*GIVEN DATA:*
-- BEGIN --

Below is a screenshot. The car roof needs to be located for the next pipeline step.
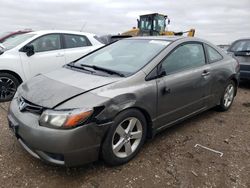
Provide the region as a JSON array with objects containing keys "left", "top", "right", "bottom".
[
  {"left": 128, "top": 36, "right": 186, "bottom": 41},
  {"left": 30, "top": 30, "right": 95, "bottom": 36}
]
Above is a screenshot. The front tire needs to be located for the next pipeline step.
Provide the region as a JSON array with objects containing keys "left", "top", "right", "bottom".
[
  {"left": 0, "top": 73, "right": 20, "bottom": 102},
  {"left": 102, "top": 109, "right": 147, "bottom": 165},
  {"left": 219, "top": 80, "right": 236, "bottom": 111}
]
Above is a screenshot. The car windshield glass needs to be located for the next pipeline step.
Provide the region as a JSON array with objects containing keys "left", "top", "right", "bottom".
[
  {"left": 75, "top": 39, "right": 170, "bottom": 76},
  {"left": 230, "top": 40, "right": 250, "bottom": 52},
  {"left": 2, "top": 33, "right": 35, "bottom": 50},
  {"left": 0, "top": 32, "right": 10, "bottom": 39}
]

-- END --

Copy out all the data above, requests included, multiplying every box coordinate in the answers by 2.6 and rounding each result to a whole number, with halves rounded up. Leave the picture out of your copy.

Below is a screenshot. The car roof needs to be located for the next pipeline step.
Provide the region as a JSON array with objects containing keys "left", "top", "right", "bottom".
[
  {"left": 333, "top": 94, "right": 484, "bottom": 107},
  {"left": 78, "top": 78, "right": 247, "bottom": 94}
]
Above is a screenshot. The front tire needs to be located for the next pipeline step.
Provide the region as a JSON array with objects containing keys "left", "top", "right", "bottom".
[
  {"left": 0, "top": 190, "right": 52, "bottom": 265},
  {"left": 265, "top": 283, "right": 382, "bottom": 429},
  {"left": 569, "top": 208, "right": 614, "bottom": 289}
]
Above is a screenshot. The car windshield glass needs to be located for the next pipeline step.
Provide the region as a JSON array with objects containing keys "left", "top", "right", "bottom".
[
  {"left": 195, "top": 101, "right": 442, "bottom": 198},
  {"left": 598, "top": 104, "right": 650, "bottom": 135},
  {"left": 5, "top": 86, "right": 91, "bottom": 130},
  {"left": 0, "top": 83, "right": 26, "bottom": 101}
]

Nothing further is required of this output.